-- Start of DATA SHOWN --
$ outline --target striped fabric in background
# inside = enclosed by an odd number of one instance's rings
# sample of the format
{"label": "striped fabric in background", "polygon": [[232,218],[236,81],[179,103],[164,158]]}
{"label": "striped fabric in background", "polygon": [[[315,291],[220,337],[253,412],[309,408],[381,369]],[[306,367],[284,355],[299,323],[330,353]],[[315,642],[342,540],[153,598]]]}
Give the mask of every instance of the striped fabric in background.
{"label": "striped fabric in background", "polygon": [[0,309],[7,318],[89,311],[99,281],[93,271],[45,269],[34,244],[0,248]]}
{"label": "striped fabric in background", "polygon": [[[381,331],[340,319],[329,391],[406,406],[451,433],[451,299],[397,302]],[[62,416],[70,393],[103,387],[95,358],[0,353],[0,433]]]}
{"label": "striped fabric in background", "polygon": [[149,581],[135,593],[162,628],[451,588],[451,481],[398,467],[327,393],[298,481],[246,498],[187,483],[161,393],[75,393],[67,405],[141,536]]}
-- End of DATA SHOWN --
▶ WHAT IS REQUIRED
Substitute "object" for every "instance" in the listing above and leave everything else unchanged.

▶ COMPLETED EXERCISE
$ outline --target striped fabric in background
# inside = enclosed by an odd number of one object's rings
# sample of the format
{"label": "striped fabric in background", "polygon": [[232,218],[236,81],[179,103],[164,158]]}
{"label": "striped fabric in background", "polygon": [[[315,291],[220,337],[253,412],[309,408],[381,369]],[[306,367],[284,355],[299,323],[330,353]],[[315,642],[342,540],[153,598]]]}
Give the mask of every object of the striped fabric in background.
{"label": "striped fabric in background", "polygon": [[0,309],[7,318],[89,311],[99,281],[93,271],[45,269],[34,244],[0,248]]}
{"label": "striped fabric in background", "polygon": [[[381,331],[340,319],[329,391],[406,406],[451,433],[451,299],[397,302]],[[62,416],[70,393],[103,387],[95,358],[0,353],[0,433]]]}
{"label": "striped fabric in background", "polygon": [[149,581],[135,593],[162,628],[451,588],[451,481],[398,467],[327,393],[298,481],[246,498],[187,483],[161,393],[75,393],[67,405],[141,536]]}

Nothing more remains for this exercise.